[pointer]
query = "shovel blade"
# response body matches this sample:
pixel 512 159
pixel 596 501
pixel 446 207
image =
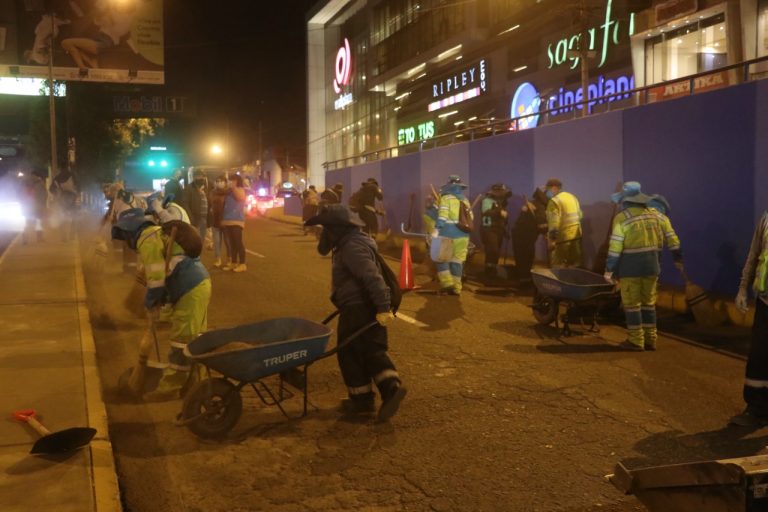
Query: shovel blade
pixel 63 441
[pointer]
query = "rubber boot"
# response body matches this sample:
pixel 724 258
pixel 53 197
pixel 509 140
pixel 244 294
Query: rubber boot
pixel 169 388
pixel 359 404
pixel 392 393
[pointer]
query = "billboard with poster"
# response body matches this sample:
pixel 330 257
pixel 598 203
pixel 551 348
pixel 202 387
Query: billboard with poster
pixel 92 40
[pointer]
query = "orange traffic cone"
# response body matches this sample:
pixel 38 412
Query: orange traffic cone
pixel 406 268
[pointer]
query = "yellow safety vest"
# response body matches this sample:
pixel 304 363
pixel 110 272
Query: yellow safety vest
pixel 564 217
pixel 760 284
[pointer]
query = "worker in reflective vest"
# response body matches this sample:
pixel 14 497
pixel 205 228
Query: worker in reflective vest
pixel 755 274
pixel 172 278
pixel 639 233
pixel 449 225
pixel 563 226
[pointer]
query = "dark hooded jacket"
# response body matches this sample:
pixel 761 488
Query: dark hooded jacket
pixel 355 275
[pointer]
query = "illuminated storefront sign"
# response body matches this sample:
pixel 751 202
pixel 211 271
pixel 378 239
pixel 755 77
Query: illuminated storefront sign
pixel 343 69
pixel 420 132
pixel 464 85
pixel 564 50
pixel 683 88
pixel 565 101
pixel 526 102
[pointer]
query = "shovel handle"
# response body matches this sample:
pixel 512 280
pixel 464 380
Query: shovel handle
pixel 28 416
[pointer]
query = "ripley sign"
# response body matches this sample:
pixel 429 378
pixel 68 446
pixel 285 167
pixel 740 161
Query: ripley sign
pixel 603 36
pixel 461 86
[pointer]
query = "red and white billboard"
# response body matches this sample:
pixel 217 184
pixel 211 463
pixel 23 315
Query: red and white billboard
pixel 88 40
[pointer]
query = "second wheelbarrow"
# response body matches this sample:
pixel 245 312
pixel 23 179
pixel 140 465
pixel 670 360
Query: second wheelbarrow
pixel 247 354
pixel 581 292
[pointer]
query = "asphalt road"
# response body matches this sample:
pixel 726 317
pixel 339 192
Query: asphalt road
pixel 501 415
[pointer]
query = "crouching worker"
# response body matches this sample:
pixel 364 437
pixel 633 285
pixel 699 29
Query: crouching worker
pixel 362 296
pixel 169 255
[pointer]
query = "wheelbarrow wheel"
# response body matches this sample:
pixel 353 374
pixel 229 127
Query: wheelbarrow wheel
pixel 212 407
pixel 544 309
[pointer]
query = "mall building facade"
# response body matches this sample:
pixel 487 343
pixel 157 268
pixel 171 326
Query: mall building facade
pixel 390 74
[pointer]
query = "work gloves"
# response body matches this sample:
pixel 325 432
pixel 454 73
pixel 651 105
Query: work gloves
pixel 155 297
pixel 384 318
pixel 741 300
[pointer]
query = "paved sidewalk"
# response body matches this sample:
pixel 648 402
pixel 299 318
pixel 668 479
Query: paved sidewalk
pixel 47 362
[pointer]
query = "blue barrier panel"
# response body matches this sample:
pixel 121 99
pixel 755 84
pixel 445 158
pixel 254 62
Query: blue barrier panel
pixel 586 155
pixel 400 179
pixel 699 152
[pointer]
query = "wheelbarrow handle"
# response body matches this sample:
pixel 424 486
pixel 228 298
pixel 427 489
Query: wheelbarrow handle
pixel 352 337
pixel 28 416
pixel 330 317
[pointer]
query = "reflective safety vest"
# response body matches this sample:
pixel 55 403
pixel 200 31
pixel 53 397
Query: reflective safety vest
pixel 564 217
pixel 448 216
pixel 638 235
pixel 151 248
pixel 760 284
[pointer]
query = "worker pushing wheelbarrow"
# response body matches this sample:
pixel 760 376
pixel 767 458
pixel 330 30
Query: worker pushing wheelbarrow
pixel 246 356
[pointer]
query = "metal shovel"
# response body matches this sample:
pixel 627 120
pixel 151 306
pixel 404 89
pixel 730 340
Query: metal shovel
pixel 63 441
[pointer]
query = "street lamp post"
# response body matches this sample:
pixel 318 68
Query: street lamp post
pixel 51 98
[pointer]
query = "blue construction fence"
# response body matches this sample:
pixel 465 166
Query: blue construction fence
pixel 707 154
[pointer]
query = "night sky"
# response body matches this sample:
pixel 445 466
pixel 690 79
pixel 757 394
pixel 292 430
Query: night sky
pixel 244 60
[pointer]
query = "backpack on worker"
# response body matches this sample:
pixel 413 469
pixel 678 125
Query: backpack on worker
pixel 355 201
pixel 395 293
pixel 185 235
pixel 466 219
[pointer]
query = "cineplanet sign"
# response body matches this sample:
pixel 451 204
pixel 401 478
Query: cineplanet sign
pixel 605 35
pixel 526 103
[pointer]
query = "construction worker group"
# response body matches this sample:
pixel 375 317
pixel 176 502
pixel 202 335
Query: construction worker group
pixel 639 231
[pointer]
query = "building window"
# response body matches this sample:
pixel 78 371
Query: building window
pixel 762 29
pixel 694 48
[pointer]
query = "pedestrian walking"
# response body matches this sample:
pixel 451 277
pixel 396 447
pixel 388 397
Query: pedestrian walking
pixel 176 277
pixel 369 193
pixel 530 224
pixel 494 225
pixel 755 275
pixel 454 221
pixel 196 199
pixel 165 209
pixel 216 199
pixel 332 195
pixel 66 192
pixel 233 224
pixel 34 205
pixel 639 233
pixel 564 226
pixel 361 296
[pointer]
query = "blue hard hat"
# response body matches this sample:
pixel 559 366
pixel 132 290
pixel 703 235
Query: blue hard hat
pixel 630 193
pixel 129 226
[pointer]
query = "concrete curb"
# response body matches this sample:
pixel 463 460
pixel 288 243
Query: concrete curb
pixel 106 491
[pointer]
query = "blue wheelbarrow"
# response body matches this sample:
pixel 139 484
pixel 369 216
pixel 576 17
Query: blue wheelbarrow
pixel 580 292
pixel 245 356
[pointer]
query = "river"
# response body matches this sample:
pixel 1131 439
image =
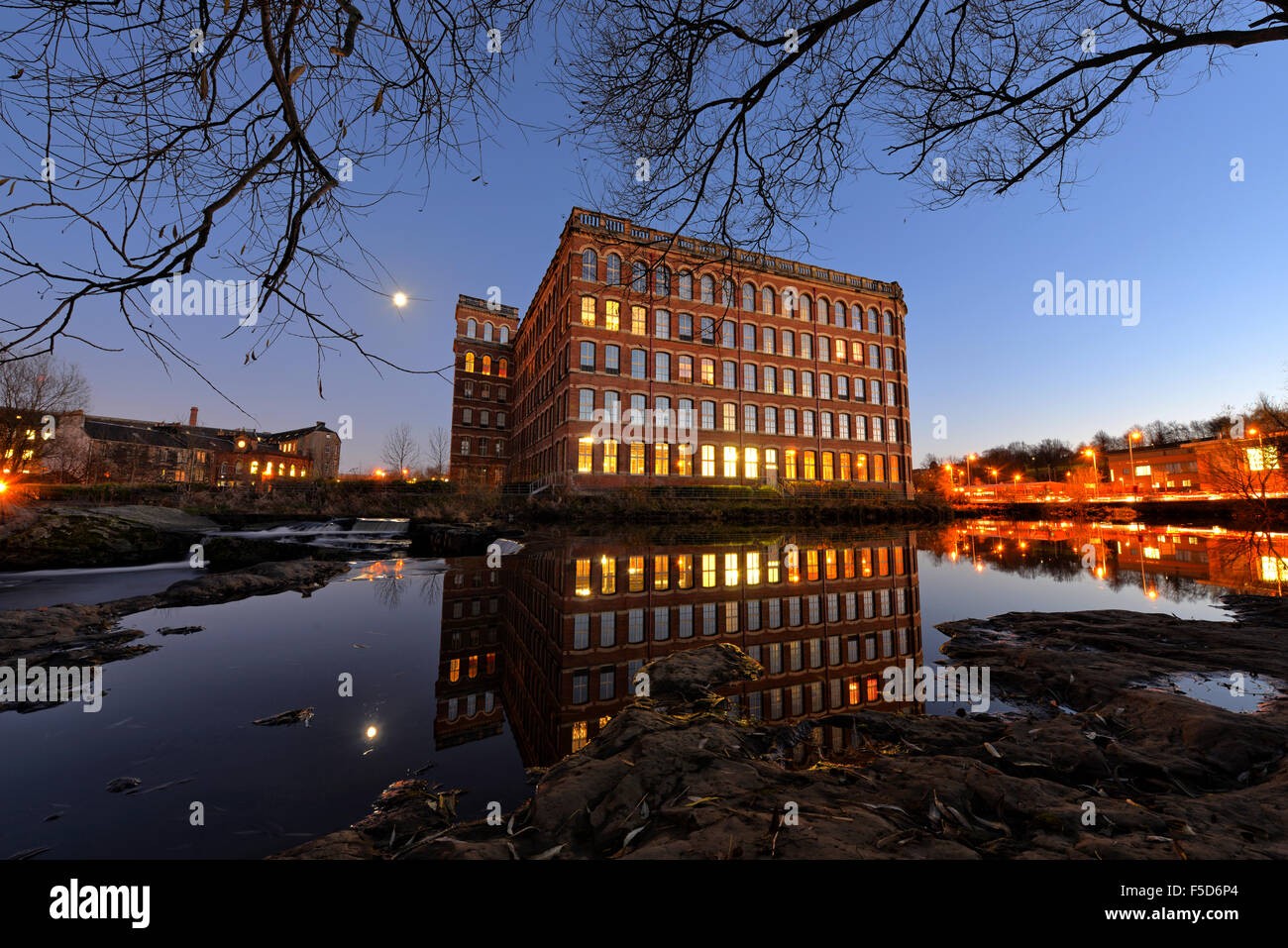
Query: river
pixel 467 672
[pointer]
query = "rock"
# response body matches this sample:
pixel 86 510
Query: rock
pixel 71 537
pixel 86 634
pixel 674 777
pixel 301 715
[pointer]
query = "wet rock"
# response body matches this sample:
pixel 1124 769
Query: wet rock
pixel 301 715
pixel 91 537
pixel 88 634
pixel 1127 773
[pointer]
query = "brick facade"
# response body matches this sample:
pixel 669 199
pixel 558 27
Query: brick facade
pixel 782 371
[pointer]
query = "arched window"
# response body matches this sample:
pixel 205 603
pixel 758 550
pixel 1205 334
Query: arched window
pixel 708 288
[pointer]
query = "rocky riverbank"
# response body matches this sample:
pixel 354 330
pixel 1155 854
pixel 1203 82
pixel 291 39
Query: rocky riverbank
pixel 90 634
pixel 1104 760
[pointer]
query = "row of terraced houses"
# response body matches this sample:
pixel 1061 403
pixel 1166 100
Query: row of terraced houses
pixel 652 359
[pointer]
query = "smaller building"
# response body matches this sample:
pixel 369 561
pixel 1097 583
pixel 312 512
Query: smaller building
pixel 91 449
pixel 1240 467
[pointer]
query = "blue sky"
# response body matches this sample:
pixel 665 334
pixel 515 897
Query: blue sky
pixel 1158 206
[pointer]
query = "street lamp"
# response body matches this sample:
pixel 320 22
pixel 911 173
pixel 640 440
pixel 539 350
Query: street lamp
pixel 1131 460
pixel 1095 471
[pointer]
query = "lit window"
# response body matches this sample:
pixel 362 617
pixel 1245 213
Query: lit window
pixel 684 571
pixel 661 571
pixel 684 460
pixel 1260 459
pixel 708 460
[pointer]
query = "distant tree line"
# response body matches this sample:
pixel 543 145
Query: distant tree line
pixel 1052 459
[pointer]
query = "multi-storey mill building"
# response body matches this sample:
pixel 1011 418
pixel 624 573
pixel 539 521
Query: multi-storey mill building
pixel 782 371
pixel 580 617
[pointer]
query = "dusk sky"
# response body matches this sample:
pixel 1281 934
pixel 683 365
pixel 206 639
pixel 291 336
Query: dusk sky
pixel 1158 207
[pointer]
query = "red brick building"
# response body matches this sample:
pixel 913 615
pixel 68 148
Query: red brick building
pixel 481 395
pixel 652 359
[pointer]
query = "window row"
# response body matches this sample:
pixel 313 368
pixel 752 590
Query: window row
pixel 729 463
pixel 787 301
pixel 704 570
pixel 482 446
pixel 772 380
pixel 484 390
pixel 726 334
pixel 484 417
pixel 632 626
pixel 662 424
pixel 472 330
pixel 484 365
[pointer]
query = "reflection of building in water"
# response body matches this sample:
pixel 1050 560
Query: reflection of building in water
pixel 468 660
pixel 587 614
pixel 1256 562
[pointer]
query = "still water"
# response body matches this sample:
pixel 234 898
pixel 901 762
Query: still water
pixel 467 675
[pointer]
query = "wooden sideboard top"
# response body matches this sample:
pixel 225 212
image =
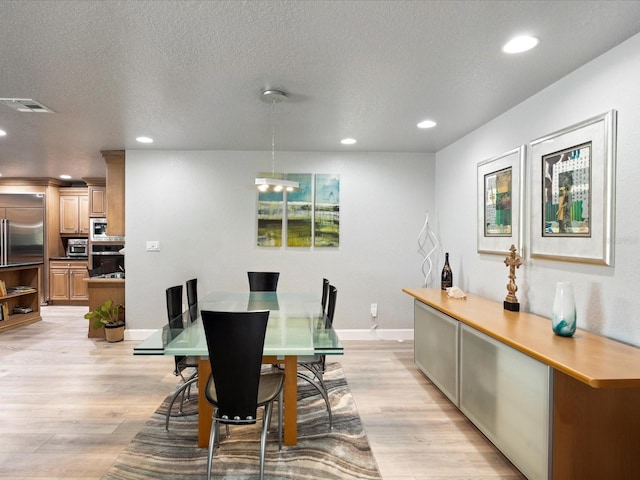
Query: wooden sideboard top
pixel 595 360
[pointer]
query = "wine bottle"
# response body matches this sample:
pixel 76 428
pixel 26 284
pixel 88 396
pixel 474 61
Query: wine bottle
pixel 446 280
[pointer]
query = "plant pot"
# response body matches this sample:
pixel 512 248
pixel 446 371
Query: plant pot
pixel 114 333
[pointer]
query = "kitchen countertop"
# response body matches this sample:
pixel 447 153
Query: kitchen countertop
pixel 102 280
pixel 25 264
pixel 80 259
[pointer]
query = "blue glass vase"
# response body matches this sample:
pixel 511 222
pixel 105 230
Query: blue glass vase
pixel 563 321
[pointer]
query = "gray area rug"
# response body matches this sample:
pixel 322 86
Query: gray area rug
pixel 342 453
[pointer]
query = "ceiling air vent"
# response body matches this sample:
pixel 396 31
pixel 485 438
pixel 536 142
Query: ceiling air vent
pixel 25 105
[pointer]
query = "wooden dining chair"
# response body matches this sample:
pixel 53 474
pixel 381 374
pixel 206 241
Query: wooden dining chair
pixel 263 281
pixel 236 387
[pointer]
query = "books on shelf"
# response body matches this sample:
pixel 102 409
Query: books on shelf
pixel 19 289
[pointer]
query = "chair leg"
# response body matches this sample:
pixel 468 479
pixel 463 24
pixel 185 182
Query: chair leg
pixel 280 419
pixel 212 443
pixel 322 392
pixel 177 393
pixel 263 437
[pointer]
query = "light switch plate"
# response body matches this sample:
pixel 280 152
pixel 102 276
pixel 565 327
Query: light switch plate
pixel 153 245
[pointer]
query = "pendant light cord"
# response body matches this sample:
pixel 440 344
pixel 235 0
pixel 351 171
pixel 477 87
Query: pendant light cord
pixel 273 140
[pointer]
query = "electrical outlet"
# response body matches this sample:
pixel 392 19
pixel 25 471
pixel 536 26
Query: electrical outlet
pixel 153 245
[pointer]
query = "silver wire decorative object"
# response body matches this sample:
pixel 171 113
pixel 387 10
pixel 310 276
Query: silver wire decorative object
pixel 425 237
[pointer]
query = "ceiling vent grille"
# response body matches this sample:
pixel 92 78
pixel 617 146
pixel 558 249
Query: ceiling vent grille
pixel 25 105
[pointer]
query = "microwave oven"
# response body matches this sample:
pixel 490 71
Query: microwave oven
pixel 98 231
pixel 77 247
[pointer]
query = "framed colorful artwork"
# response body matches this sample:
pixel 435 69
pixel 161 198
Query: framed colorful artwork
pixel 500 205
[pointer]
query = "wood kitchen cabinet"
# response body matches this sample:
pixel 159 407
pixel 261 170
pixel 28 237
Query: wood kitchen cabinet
pixel 74 211
pixel 97 198
pixel 22 284
pixel 67 284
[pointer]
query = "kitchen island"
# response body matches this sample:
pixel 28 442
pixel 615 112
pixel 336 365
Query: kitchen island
pixel 101 289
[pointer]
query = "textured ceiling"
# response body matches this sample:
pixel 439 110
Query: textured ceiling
pixel 190 74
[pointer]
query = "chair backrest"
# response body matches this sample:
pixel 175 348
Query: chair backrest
pixel 174 306
pixel 192 298
pixel 331 306
pixel 235 341
pixel 263 281
pixel 174 317
pixel 325 294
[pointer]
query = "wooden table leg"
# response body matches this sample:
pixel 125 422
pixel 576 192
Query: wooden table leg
pixel 290 400
pixel 205 409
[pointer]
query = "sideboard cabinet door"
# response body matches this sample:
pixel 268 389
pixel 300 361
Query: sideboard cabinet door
pixel 505 393
pixel 436 348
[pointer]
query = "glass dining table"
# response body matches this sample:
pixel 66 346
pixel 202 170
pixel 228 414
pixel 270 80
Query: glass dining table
pixel 296 327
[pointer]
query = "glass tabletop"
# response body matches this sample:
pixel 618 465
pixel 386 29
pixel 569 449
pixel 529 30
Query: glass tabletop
pixel 296 326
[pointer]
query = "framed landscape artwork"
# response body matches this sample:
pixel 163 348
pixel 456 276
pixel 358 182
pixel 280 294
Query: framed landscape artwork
pixel 500 188
pixel 573 192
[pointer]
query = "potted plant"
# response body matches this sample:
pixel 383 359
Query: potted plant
pixel 111 317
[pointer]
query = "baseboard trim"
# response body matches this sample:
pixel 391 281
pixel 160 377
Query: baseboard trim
pixel 398 334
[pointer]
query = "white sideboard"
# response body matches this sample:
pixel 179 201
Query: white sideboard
pixel 558 408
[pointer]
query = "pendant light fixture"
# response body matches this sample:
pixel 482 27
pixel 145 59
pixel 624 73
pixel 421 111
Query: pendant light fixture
pixel 274 181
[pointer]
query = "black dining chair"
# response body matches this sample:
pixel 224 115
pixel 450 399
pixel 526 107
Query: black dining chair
pixel 263 281
pixel 325 294
pixel 315 364
pixel 182 363
pixel 192 298
pixel 236 387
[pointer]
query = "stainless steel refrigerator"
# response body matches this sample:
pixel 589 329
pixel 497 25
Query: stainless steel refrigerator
pixel 21 228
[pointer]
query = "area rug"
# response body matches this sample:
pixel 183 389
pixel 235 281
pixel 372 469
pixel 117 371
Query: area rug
pixel 340 453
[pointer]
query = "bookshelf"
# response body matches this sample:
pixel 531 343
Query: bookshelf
pixel 19 295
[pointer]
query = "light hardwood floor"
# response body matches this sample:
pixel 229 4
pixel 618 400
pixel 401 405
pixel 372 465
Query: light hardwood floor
pixel 69 405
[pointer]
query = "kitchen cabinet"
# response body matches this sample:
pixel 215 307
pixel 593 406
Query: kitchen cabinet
pixel 97 201
pixel 22 284
pixel 74 211
pixel 67 285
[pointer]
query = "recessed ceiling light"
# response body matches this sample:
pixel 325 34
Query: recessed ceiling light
pixel 27 105
pixel 520 44
pixel 427 124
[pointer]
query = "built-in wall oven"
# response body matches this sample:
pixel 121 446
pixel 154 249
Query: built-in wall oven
pixel 106 257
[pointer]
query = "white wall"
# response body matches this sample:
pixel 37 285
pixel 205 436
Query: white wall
pixel 201 206
pixel 607 297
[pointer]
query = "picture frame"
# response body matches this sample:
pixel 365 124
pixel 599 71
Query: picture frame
pixel 500 206
pixel 572 190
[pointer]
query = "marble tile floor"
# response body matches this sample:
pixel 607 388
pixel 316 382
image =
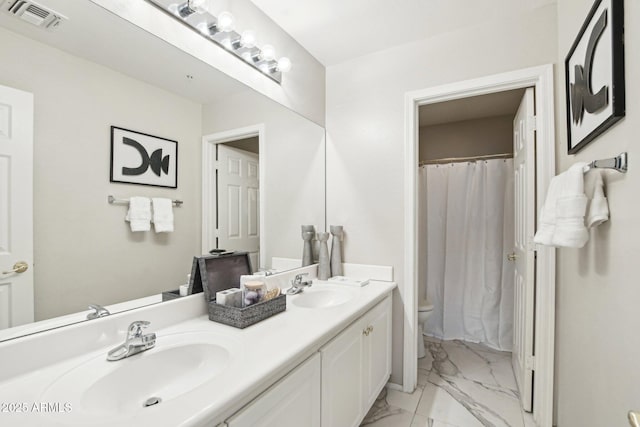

Tarefa proposta
Reúna, por favor, todas as linhas do material acima que contêm a palavra "asphalt" e copie cada uma delas por inteiro.

Resolução do exercício
query = "asphalt road"
Query: asphalt road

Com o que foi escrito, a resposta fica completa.